======== Brano proposto

Nel caso in esame, dunque, non emergono elementi, in base ai quali affermare che la cessione del credito si sia andata ad inserire come elemento qualificante nella struttura del contratto bancario, la causa del quale consiste nell’affidamento: ciò, in quanto la banca accreditante s’impegna a tenere a disposizione del cliente accreditato una determinata somma di danaro, per un dato tempo o a tempo indeterminato. Anzi, risultano elementi contrari, posto che emerge dalla sentenza impugnata che l’apertura di credito e la cessione di crediti scaturiscono da due contratti distinti, peraltro stipulati a distanza di un mese. Il che, giustappunto in relazione alla richiamata natura d’imposta d’atto dell’imposta di registro, è d’ostacolo alla ricerca di una causa reale ed unitaria di un complessivo regolamento negoziale, al fine della riqualificazione dei due distinti atti, in base all’art. 20 del d.P.R. 131 del 86: la cessione del credito, per la sua finalità di garanzia risulta vicenda accidentale rispetto all’operazione di finanziamento, sia pure ad essa collegata. La previa apertura di credito resta un atto diverso rispetto alla successiva cessione dei crediti e non può ritenersi in
essa integrata ancorché menzionata nelle premesse meramente descrittive.

================
======== Righe fornite

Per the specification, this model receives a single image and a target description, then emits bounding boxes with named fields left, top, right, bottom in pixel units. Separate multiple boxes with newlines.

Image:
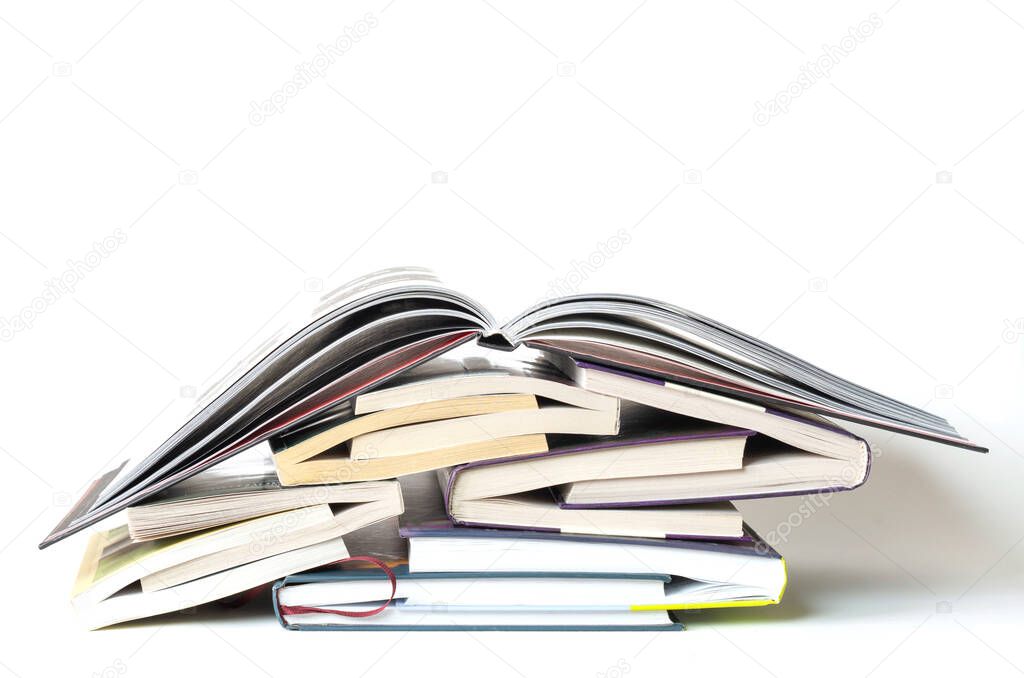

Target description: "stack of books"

left=42, top=268, right=983, bottom=630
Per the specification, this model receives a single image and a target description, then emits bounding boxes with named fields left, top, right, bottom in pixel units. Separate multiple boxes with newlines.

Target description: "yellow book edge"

left=630, top=558, right=790, bottom=612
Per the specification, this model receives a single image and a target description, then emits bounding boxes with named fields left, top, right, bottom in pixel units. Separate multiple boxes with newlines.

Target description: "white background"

left=0, top=0, right=1024, bottom=678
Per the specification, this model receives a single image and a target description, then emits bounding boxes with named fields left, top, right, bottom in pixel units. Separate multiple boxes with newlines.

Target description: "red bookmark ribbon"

left=278, top=555, right=398, bottom=617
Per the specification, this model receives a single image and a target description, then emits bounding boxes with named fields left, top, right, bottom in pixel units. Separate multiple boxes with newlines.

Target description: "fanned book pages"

left=266, top=356, right=620, bottom=485
left=72, top=481, right=403, bottom=629
left=41, top=268, right=981, bottom=546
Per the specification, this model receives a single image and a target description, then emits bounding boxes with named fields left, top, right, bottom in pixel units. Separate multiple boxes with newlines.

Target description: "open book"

left=40, top=268, right=982, bottom=547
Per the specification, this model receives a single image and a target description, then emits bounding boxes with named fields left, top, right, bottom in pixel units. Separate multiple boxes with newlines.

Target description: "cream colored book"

left=72, top=482, right=403, bottom=628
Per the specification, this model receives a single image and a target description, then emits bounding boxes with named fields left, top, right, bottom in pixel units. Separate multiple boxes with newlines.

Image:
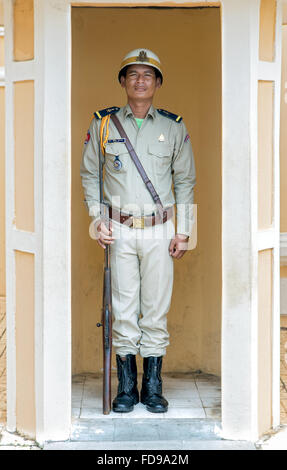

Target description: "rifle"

left=97, top=140, right=112, bottom=415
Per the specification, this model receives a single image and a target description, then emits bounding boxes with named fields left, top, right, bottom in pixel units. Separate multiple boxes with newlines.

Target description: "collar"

left=123, top=104, right=156, bottom=118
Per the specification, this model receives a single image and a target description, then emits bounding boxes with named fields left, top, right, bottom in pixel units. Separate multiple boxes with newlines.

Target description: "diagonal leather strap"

left=111, top=114, right=164, bottom=220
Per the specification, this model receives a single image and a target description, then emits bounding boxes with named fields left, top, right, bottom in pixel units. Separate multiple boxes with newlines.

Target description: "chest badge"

left=114, top=155, right=123, bottom=171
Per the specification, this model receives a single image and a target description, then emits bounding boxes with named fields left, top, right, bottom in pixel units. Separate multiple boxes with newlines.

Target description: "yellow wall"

left=13, top=0, right=34, bottom=61
left=258, top=250, right=273, bottom=435
left=14, top=80, right=34, bottom=232
left=72, top=8, right=221, bottom=374
left=259, top=0, right=276, bottom=61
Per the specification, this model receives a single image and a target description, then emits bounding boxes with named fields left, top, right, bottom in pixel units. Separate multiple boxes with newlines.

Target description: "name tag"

left=108, top=139, right=126, bottom=144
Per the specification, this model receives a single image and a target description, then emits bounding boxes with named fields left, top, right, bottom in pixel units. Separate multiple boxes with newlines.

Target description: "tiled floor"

left=72, top=373, right=221, bottom=420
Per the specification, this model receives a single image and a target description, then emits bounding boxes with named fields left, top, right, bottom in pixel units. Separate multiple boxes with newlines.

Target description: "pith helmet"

left=118, top=49, right=163, bottom=81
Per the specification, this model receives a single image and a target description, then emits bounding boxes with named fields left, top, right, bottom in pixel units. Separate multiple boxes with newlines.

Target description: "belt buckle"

left=133, top=217, right=144, bottom=228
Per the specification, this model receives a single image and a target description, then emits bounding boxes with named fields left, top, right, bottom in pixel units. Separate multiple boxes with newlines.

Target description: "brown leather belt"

left=109, top=207, right=173, bottom=228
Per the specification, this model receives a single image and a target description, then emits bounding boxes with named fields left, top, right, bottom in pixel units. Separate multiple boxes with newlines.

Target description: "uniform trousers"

left=110, top=219, right=175, bottom=357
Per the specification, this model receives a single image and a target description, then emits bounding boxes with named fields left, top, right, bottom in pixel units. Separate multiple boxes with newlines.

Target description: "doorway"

left=72, top=7, right=222, bottom=430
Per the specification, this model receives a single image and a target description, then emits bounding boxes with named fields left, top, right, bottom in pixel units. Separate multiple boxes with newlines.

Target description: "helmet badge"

left=137, top=51, right=148, bottom=62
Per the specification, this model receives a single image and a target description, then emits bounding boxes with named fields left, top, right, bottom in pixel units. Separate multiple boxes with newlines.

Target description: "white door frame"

left=4, top=0, right=281, bottom=442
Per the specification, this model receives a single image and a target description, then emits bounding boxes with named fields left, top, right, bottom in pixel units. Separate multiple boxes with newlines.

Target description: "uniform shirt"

left=80, top=105, right=196, bottom=235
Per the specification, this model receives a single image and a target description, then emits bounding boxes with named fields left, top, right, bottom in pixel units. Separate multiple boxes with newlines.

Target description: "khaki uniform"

left=81, top=105, right=195, bottom=357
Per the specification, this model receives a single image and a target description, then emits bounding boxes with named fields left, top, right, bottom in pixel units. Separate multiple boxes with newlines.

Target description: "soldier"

left=81, top=49, right=195, bottom=413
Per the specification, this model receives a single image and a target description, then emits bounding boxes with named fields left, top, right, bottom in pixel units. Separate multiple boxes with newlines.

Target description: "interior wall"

left=72, top=8, right=222, bottom=374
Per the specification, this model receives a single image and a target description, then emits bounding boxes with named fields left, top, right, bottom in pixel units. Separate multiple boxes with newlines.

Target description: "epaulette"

left=94, top=106, right=120, bottom=119
left=157, top=109, right=182, bottom=122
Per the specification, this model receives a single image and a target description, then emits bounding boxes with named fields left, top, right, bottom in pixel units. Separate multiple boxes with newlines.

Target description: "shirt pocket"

left=148, top=142, right=172, bottom=175
left=105, top=143, right=129, bottom=174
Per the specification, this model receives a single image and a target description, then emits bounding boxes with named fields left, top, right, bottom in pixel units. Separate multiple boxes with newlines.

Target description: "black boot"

left=113, top=354, right=139, bottom=413
left=141, top=356, right=168, bottom=413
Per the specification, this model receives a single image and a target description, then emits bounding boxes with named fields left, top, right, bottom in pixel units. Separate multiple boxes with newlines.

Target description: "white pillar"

left=4, top=0, right=71, bottom=442
left=35, top=0, right=71, bottom=440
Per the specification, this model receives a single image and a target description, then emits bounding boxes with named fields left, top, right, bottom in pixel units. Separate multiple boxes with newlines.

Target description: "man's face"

left=121, top=64, right=161, bottom=101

================

■ Istruzioni di lavoro:
a) Per ciascuna delle seguenti affermazioni, indica con sì o no se è conforme al brano sulla cessione del credito e cita testualmente le parole che lo stabiliscono. (i) L'apertura di credito e la cessione di crediti derivano da due contratti distinti. (ii) I due contratti sono stati stipulati nello stesso giorno. (iii) La cessione del credito ha una finalità di garanzia.
b) Nel brano sulla cessione del credito, in che cosa consiste la causa del contratto bancario?
c) Prosegui il brano sulla cessione del credito dopo l'ultima frase riportata.

■ Esercizi svolti:
a)
(i) Sì: «l’apertura di credito e la cessione di crediti scaturiscono da due contratti distinti».
(ii) No: «peraltro stipulati a distanza di un mese».
(iii) Sì: «la cessione del credito, per la sua finalità di garanzia risulta vicenda accidentale rispetto all’operazione di finanziamento».

b) Consiste nell’affidamento.

c)
La questione, quindi, deve essere risolta sulla base della ratio legis della norma di agevolazione di cui al citato art. 15 del d.P.R. n. 29 settembre 1973, n. 601, la quale è da ricercare nel favore che il legislatore intende accordare agli investimenti produttivi, nella previsione che essi possono creare nuova ricchezza, sulla quale potrà più adeguatamente applicarsi il prelievo fiscale»; «Si può perciò, ritenere che, nel caso in cui ci si trovi di fronte ad una situazione – come quella di specie – la quale presuppone già erogato il credito ed investita la somma corrispondente e nella quale oggetto di regolamento negoziale è la successiva cessione del credito con finalità di garanzia, il negozio in questione non ha per oggetto un finanziamento ma, appunto, la garanzia di recupero del credito. In tal caso, dunque, lo scopo per il quale il legislatore accorda un trattamento agevolato non ricorre perché, per effetto del negozio di cessione, il cessionario non dispone di nuovo denaro, suscettibile di impieghi produttivi (Cass., Sez. 5″, 29 marzo 2002, n. 4611; Cass., Sez. 5″, 5 marzo 2009, n. 5270).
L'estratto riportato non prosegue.